Exercise aim :: Take the line that contains "In this photo, where can the white" and each line after it in the material below, and transcribe them exactly, stopping at the end.

Data for the task ::

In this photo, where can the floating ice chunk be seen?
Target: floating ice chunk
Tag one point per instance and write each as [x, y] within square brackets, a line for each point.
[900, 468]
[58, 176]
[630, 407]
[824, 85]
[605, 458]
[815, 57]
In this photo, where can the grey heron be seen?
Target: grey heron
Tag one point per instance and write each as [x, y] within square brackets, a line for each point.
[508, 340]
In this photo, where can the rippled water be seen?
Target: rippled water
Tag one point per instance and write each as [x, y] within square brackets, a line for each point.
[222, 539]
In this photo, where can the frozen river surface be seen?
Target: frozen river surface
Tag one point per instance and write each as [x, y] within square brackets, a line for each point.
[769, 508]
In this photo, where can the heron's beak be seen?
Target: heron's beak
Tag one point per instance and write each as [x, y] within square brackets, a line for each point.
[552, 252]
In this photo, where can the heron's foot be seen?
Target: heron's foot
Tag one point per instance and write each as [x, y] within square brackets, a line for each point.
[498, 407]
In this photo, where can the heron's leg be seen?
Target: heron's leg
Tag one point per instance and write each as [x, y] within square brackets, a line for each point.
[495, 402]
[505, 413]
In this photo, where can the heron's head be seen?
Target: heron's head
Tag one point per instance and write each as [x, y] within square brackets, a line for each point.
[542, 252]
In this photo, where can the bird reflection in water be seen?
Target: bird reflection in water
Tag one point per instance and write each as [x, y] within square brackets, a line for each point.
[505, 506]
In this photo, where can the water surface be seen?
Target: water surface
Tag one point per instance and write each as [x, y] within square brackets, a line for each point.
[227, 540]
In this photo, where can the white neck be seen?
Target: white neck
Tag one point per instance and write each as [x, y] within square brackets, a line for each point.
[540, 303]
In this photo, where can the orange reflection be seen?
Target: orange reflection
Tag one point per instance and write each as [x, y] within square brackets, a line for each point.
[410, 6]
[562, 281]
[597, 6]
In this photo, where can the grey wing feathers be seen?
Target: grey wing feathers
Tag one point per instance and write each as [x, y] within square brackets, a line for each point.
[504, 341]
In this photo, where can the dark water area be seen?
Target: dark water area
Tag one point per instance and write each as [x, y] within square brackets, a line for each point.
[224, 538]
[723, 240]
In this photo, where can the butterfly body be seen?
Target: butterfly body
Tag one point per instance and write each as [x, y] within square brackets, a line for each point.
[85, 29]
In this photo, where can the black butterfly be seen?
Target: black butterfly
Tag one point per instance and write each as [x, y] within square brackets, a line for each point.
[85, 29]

The response ::
In this photo, where can the white neck be seen?
Target: white neck
Tag one point per instance and write each as [x, y] within square brackets, a line for each point.
[540, 303]
In this photo, where can the orange reflection be seen?
Target: orange reflection
Tag one point per instance and write each as [x, y] within square brackets, a line for each point.
[410, 6]
[562, 281]
[597, 6]
In this photo, where can the grey wing feathers be seen?
Target: grey wing feathers
Tag one point per instance and write each as [x, y] within square brackets, a line for each point.
[504, 341]
In this photo, where can the dark water area be seen?
Target: dark water area
Tag one point per instance and write each as [x, y] within square brackets, a line for each point.
[224, 538]
[723, 240]
In this photo, where can the butterfly body be seen?
Target: butterfly body
Tag one point per instance and write each as [x, y] within square brackets, a line for each point.
[85, 29]
In this photo, where can the black butterfly be seen?
Target: black butterfly
Tag one point per instance and write each as [x, y] within square brackets, a line for each point.
[85, 29]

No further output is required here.